WHAT THIS TASK INVOLVES ::
Could you filter the records below and return each line that holds "harvester"?
DATA EXTRACTS below:
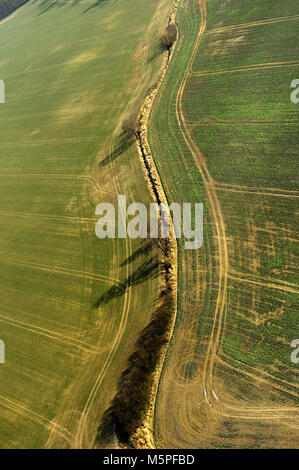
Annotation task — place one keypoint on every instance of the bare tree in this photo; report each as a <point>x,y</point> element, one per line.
<point>131,125</point>
<point>169,37</point>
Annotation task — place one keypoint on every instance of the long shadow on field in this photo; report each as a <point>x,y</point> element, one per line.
<point>148,270</point>
<point>122,147</point>
<point>143,250</point>
<point>96,4</point>
<point>46,5</point>
<point>127,410</point>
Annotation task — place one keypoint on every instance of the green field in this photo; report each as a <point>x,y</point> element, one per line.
<point>230,141</point>
<point>73,71</point>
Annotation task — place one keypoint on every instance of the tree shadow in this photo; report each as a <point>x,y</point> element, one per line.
<point>96,4</point>
<point>45,5</point>
<point>148,270</point>
<point>122,147</point>
<point>127,410</point>
<point>156,54</point>
<point>143,250</point>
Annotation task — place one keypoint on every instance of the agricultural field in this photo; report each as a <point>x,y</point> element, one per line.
<point>72,306</point>
<point>230,140</point>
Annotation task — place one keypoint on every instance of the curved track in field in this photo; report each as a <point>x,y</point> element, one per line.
<point>214,406</point>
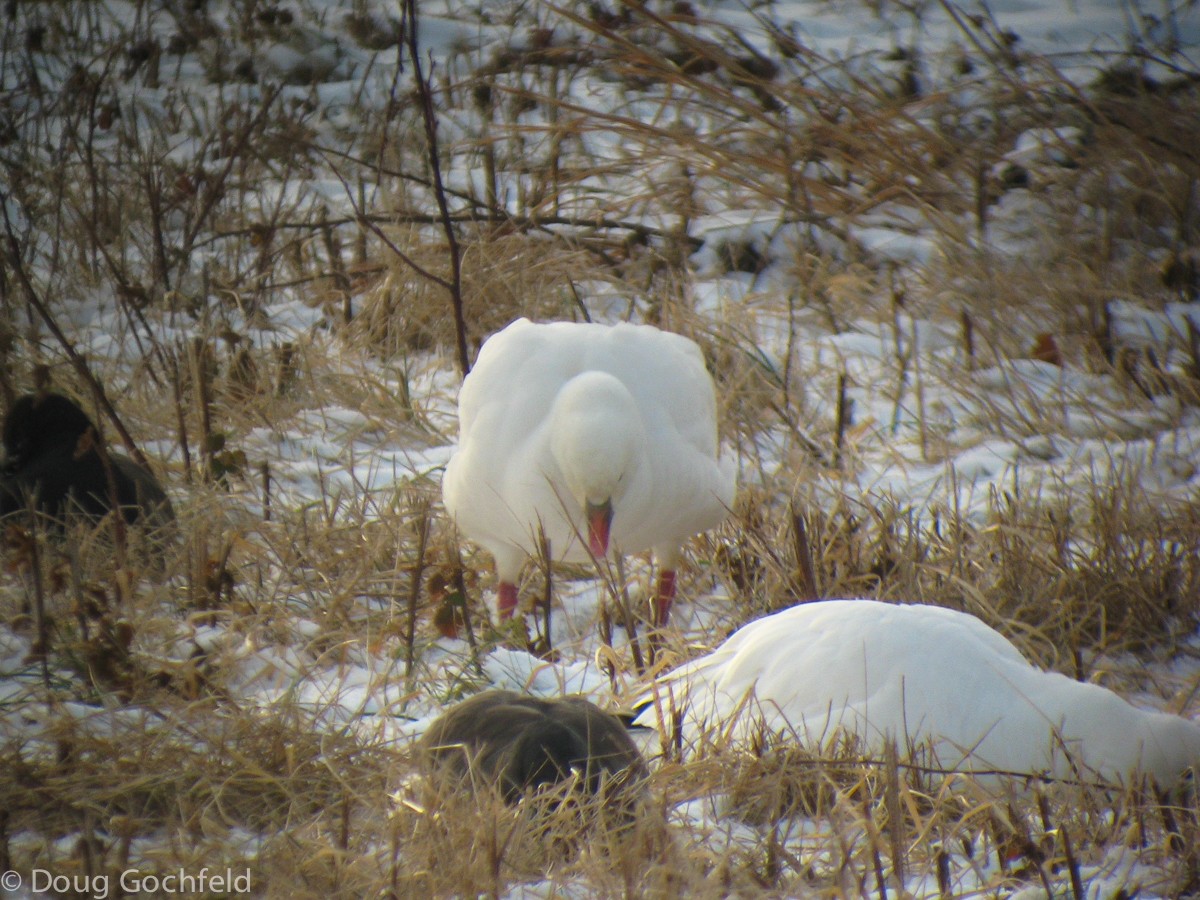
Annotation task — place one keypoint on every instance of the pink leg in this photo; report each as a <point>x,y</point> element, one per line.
<point>508,599</point>
<point>664,598</point>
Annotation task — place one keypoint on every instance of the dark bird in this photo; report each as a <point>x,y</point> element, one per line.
<point>521,743</point>
<point>53,454</point>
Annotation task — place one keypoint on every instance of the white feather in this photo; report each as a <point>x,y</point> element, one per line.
<point>927,675</point>
<point>625,402</point>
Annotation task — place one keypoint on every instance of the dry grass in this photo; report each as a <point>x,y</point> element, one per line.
<point>130,738</point>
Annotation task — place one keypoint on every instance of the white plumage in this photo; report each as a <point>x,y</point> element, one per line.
<point>595,433</point>
<point>937,676</point>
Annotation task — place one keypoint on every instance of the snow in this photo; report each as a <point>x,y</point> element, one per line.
<point>1011,424</point>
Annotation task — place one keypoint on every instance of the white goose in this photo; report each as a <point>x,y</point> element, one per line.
<point>599,435</point>
<point>940,677</point>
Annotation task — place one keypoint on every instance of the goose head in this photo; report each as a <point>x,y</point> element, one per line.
<point>39,421</point>
<point>595,435</point>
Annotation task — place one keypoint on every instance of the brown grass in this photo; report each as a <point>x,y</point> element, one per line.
<point>132,737</point>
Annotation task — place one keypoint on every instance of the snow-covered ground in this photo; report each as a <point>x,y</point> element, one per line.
<point>931,429</point>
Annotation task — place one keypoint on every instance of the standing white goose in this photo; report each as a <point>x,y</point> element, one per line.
<point>597,435</point>
<point>940,677</point>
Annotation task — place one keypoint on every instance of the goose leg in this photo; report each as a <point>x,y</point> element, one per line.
<point>664,598</point>
<point>508,599</point>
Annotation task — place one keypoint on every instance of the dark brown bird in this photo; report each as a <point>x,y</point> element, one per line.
<point>53,454</point>
<point>521,743</point>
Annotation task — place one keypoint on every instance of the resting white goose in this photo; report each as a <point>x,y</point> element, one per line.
<point>937,676</point>
<point>605,436</point>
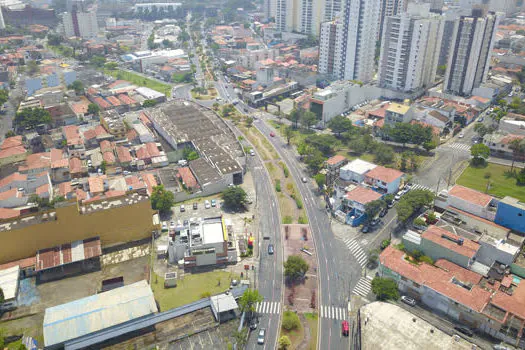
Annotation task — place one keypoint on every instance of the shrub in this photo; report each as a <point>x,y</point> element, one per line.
<point>290,320</point>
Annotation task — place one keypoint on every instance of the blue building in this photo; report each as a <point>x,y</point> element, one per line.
<point>511,214</point>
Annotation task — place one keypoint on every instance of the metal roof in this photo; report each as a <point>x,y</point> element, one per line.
<point>97,312</point>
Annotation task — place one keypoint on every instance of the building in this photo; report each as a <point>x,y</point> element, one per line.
<point>356,170</point>
<point>511,213</point>
<point>353,57</point>
<point>385,180</point>
<point>469,57</point>
<point>397,113</point>
<point>81,22</point>
<point>75,319</point>
<point>410,48</point>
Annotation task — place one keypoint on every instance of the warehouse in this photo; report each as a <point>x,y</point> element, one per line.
<point>72,320</point>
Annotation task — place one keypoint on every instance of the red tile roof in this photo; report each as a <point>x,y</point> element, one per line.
<point>470,195</point>
<point>384,174</point>
<point>437,235</point>
<point>362,195</point>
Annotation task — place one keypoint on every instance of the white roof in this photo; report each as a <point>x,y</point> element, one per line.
<point>9,282</point>
<point>359,166</point>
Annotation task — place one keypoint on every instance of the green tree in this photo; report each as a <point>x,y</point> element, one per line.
<point>77,86</point>
<point>284,343</point>
<point>248,300</point>
<point>31,117</point>
<point>295,267</point>
<point>234,197</point>
<point>340,124</point>
<point>385,288</point>
<point>93,108</point>
<point>162,199</point>
<point>480,153</point>
<point>149,103</point>
<point>290,320</point>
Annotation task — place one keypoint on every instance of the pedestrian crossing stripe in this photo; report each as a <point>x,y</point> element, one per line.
<point>363,286</point>
<point>333,312</point>
<point>268,307</point>
<point>357,251</point>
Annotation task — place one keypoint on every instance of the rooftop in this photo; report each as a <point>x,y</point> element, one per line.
<point>470,195</point>
<point>84,316</point>
<point>451,241</point>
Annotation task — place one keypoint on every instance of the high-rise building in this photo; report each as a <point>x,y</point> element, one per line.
<point>80,21</point>
<point>470,49</point>
<point>346,50</point>
<point>410,48</point>
<point>390,8</point>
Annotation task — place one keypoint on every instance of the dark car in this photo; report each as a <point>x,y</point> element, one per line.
<point>465,330</point>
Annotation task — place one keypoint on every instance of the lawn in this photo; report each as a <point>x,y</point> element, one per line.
<point>191,287</point>
<point>500,184</point>
<point>140,80</point>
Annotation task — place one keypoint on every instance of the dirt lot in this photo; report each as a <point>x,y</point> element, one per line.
<point>34,299</point>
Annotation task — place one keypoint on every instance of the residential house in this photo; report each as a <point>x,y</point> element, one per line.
<point>384,179</point>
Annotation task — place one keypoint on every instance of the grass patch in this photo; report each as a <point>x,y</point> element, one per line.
<point>140,80</point>
<point>312,320</point>
<point>500,184</point>
<point>191,288</point>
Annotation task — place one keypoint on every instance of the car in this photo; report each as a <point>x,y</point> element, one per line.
<point>260,336</point>
<point>465,330</point>
<point>408,300</point>
<point>253,324</point>
<point>345,328</point>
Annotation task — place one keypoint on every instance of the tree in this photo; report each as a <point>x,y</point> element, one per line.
<point>373,208</point>
<point>77,86</point>
<point>234,197</point>
<point>31,117</point>
<point>284,343</point>
<point>295,267</point>
<point>162,199</point>
<point>480,153</point>
<point>308,119</point>
<point>385,288</point>
<point>93,108</point>
<point>289,134</point>
<point>149,103</point>
<point>249,299</point>
<point>340,124</point>
<point>290,320</point>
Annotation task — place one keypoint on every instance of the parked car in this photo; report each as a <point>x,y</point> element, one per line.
<point>465,330</point>
<point>408,300</point>
<point>260,336</point>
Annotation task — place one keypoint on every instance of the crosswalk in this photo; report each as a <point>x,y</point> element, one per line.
<point>459,146</point>
<point>268,307</point>
<point>363,286</point>
<point>357,251</point>
<point>333,312</point>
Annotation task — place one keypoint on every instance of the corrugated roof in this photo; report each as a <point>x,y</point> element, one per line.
<point>94,313</point>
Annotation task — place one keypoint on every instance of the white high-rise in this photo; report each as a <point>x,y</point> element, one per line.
<point>351,36</point>
<point>470,51</point>
<point>410,48</point>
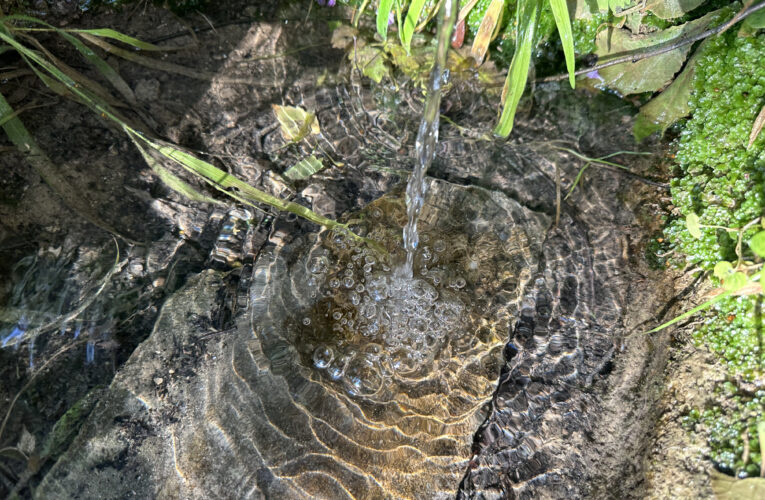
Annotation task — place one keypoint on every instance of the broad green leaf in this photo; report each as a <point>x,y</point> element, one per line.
<point>410,22</point>
<point>692,222</point>
<point>383,14</point>
<point>650,74</point>
<point>296,123</point>
<point>735,281</point>
<point>304,169</point>
<point>671,9</point>
<point>489,22</point>
<point>723,269</point>
<point>527,14</point>
<point>371,62</point>
<point>563,22</point>
<point>757,243</point>
<point>672,104</point>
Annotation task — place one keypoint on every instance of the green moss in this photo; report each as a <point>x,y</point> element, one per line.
<point>727,427</point>
<point>722,181</point>
<point>733,330</point>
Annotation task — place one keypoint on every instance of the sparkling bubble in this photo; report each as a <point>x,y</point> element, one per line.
<point>318,265</point>
<point>322,357</point>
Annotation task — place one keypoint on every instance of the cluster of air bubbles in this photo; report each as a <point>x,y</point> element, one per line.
<point>382,324</point>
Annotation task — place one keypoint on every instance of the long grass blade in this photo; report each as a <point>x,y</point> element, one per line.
<point>170,179</point>
<point>690,313</point>
<point>116,35</point>
<point>410,22</point>
<point>383,14</point>
<point>483,37</point>
<point>107,71</point>
<point>228,182</point>
<point>517,75</point>
<point>563,22</point>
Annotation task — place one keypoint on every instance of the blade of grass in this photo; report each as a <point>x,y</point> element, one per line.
<point>410,22</point>
<point>563,22</point>
<point>527,14</point>
<point>170,179</point>
<point>227,182</point>
<point>483,37</point>
<point>116,35</point>
<point>383,14</point>
<point>690,313</point>
<point>95,87</point>
<point>107,71</point>
<point>165,66</point>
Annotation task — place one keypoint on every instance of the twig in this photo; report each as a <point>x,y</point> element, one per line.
<point>633,58</point>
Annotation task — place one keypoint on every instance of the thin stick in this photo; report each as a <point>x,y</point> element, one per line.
<point>661,50</point>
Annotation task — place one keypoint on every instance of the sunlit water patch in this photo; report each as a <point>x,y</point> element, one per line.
<point>386,376</point>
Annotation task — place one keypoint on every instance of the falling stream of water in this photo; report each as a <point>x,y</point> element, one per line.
<point>427,136</point>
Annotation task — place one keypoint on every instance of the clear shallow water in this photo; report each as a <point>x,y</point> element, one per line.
<point>386,377</point>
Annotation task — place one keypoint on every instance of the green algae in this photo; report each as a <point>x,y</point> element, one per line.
<point>722,180</point>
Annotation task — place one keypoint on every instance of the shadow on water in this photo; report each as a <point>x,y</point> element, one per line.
<point>271,373</point>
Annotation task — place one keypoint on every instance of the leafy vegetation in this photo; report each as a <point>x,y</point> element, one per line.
<point>15,35</point>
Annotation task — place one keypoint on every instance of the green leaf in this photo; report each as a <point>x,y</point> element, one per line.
<point>756,20</point>
<point>671,9</point>
<point>690,313</point>
<point>723,269</point>
<point>650,74</point>
<point>296,123</point>
<point>692,222</point>
<point>116,35</point>
<point>304,168</point>
<point>757,243</point>
<point>672,104</point>
<point>735,281</point>
<point>527,14</point>
<point>412,16</point>
<point>383,14</point>
<point>371,61</point>
<point>489,22</point>
<point>170,179</point>
<point>563,22</point>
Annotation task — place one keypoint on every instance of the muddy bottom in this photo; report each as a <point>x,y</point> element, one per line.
<point>277,360</point>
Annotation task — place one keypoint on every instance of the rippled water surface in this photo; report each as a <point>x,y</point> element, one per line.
<point>386,376</point>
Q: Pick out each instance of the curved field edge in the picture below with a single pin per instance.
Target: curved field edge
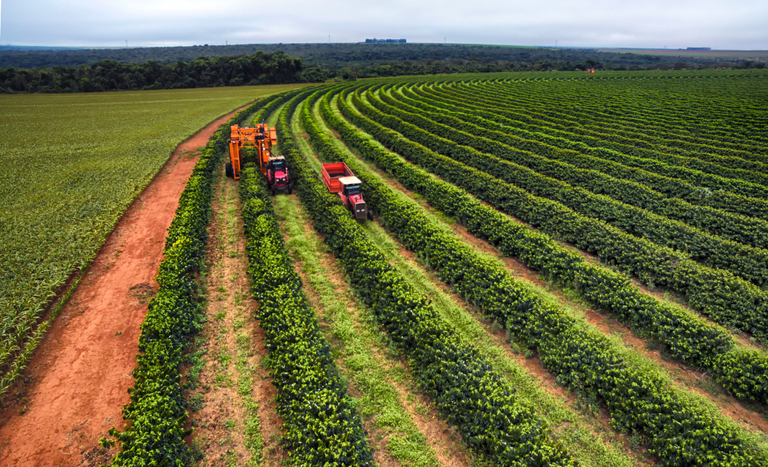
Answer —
(62, 195)
(157, 397)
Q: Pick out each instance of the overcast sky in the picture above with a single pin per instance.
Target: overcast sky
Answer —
(720, 24)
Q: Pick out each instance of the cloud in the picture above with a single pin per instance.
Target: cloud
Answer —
(581, 23)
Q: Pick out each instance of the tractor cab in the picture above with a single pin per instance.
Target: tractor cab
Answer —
(352, 196)
(277, 174)
(352, 187)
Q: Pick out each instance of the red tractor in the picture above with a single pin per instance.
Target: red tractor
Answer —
(277, 175)
(340, 180)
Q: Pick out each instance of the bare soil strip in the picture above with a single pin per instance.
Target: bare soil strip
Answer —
(76, 385)
(231, 386)
(750, 416)
(753, 417)
(347, 326)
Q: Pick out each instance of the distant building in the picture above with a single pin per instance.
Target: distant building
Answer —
(385, 41)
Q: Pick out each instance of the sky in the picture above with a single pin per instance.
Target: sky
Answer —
(720, 24)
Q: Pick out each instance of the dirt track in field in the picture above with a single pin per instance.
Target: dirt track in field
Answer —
(77, 382)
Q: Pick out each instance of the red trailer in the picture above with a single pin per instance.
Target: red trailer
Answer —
(340, 180)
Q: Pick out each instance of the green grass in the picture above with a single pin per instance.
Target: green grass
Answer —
(70, 164)
(589, 442)
(357, 342)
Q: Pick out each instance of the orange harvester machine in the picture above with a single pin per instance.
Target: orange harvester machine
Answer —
(260, 137)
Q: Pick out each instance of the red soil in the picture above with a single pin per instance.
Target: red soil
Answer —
(81, 373)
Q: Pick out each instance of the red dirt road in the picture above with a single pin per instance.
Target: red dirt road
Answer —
(82, 370)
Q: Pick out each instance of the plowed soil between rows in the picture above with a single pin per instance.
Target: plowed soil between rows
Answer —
(77, 382)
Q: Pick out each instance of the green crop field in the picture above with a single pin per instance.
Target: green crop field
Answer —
(71, 164)
(563, 269)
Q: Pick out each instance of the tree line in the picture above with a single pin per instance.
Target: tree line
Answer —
(110, 75)
(349, 62)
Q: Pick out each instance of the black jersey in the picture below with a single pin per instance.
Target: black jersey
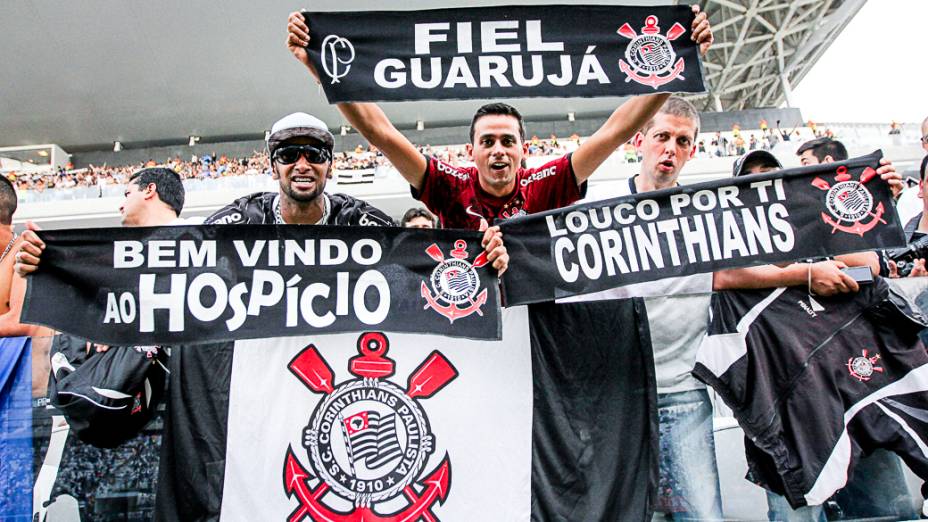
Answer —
(260, 208)
(817, 385)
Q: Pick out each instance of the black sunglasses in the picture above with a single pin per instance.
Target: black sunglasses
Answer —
(290, 154)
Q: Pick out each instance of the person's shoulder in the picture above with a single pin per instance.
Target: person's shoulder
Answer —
(552, 167)
(466, 174)
(246, 209)
(348, 210)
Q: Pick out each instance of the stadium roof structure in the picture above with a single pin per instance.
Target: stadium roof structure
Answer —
(86, 74)
(763, 48)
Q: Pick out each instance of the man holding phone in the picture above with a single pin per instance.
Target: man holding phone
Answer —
(878, 480)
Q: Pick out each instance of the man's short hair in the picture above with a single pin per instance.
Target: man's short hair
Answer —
(415, 212)
(822, 147)
(755, 158)
(167, 184)
(679, 107)
(7, 201)
(502, 109)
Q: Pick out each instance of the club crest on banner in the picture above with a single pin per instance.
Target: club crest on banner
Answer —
(650, 55)
(337, 55)
(862, 367)
(850, 203)
(455, 283)
(368, 440)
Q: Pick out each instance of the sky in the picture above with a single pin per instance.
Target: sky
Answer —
(885, 44)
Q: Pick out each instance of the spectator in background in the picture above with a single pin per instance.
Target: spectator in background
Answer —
(878, 481)
(924, 138)
(688, 486)
(418, 217)
(828, 150)
(917, 227)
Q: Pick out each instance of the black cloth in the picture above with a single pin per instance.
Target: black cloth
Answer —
(192, 467)
(911, 228)
(810, 397)
(107, 397)
(258, 208)
(594, 429)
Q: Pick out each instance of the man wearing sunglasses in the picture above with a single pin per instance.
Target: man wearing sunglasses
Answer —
(924, 137)
(300, 150)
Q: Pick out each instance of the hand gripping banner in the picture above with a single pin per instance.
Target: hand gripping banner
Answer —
(788, 215)
(195, 284)
(511, 51)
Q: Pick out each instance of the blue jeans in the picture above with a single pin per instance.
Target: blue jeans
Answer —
(877, 489)
(689, 476)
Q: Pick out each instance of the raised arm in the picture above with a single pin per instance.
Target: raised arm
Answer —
(368, 118)
(825, 277)
(631, 115)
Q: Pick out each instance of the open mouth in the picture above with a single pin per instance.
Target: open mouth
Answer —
(303, 182)
(498, 166)
(666, 165)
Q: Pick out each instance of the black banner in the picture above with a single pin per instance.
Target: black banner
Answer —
End of DATA EXTRACTS.
RESULT FOR THIS TASK ::
Q: Pick out each instance of the orange harvester machine in the picture above with a single pin per instance.
Target: orange harvester machine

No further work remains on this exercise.